Donald Trump, Libertarian?

The presumptive GOP nominee shows up at the Libertarian party’s convention to bid for the votes of the liberty movement that President Biden spurns.

AP/Jose Luis Magana
President Trump speaks at the Libertarian National Convention at Washington, Saturday. AP/Jose Luis Magana

“In the past year I’ve been indicted by the government on 91 different things,” President Trump declared at the Libertarian Party’s convention at Washington. “So if I wasn’t a libertarian before, I sure as hell am a libertarian now.” That’s the sentence that jumps out at us from Caroline McCaughey’s dispatch. How does the 45th president fit in with the Libertarian movement, whose followers could yet prove critical in the vote in November?

We get that Libertarians are prepared to stand apart. The last time we sent Ms. McCaughey to a Libertarian event, it was to an annual retreat in New Hampshire. She spotted one man who attended the gathering while dressed with nothing but a holster and a gun. He was, we took it, for open carry. At the parley at Washington, Mr. Trump got plenty of jeers but at least one standing ovation — when he promised clemency for Ross Ulbricht.

◆ ◆ ◆ ◆ ◆ ◆ ◆

▶ [Work request A]: List every person named in the piece about Donald Trump at the Libertarian convention.
▶ [Work request B]: Continue the piece about Donald Trump at the Libertarian convention from its final sentence.

▶ [Information shown]:
◆ ◆ ◆ ◆ ◆ ◆ ◆

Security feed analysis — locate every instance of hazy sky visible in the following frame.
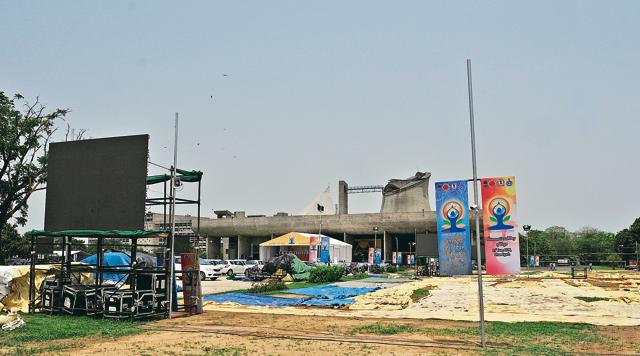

◆ ◆ ◆ ◆ ◆ ◆ ◆

▶ [Answer section A]: Donald Trump, Joe Biden, Jose Luis Magana, Caroline McCaughey, Ross Ulbricht

▶ [Answer section B]:
“Free Ross Ulbricht,” Ms. McCaughey reports, tops the list of issues the Libertarian Party said it hoped that Mr. Trump would address in his speech to the convention. She notes that Libertarians advocate for drug legalization and freedom from fiat currency. So Ulbricht’s conviction and life sentence in 2015 for several charges, including laundering drug money and running the Silk Road cryptocurrency drug sales site, has become a cause célèbre.

It’s not our purpose here to endorse the Libertarians — or anyone else. It’s merely to remark on Mr. Trump’s embrace of at least elements of the Libertarian program. And to contrast it with President Biden, who is an anti-Libertarian and, in any event, is apparently not making a bid for the Libertarian vote — though had the Libertarian vote gone to Mr. Trump in the last election, Mr. Trump might have won a second term in 2020.

Mr. Trump, after all, lost to Mr. Biden in the swing states of Arizona, Georgia, and Wisconsin by fewer votes in 2020 than those cast for the Libertarian Party candidate, Jo Jorgenson. In other states like Pennsylvania, had the Libertarian candidate gotten 2,000 more votes that would have been the margin of victory. This year’s Biden-Trump rematch is expected to be close again, with a small number of votes in swing states deciding the election.

It’s not just the vote counting that interests us. The Libertarian movement has emerged as a factor in, say, foreign policy debates in Congress. It’s no small thing that a reluctance to get more deeply involved in the wars in Ukraine and the Middle East helped hold up the foreign aid bill for months amid two desperate wars. At Washington this weekend, we were looking for, among other things, clues as to how much of this affects Mr. Trump.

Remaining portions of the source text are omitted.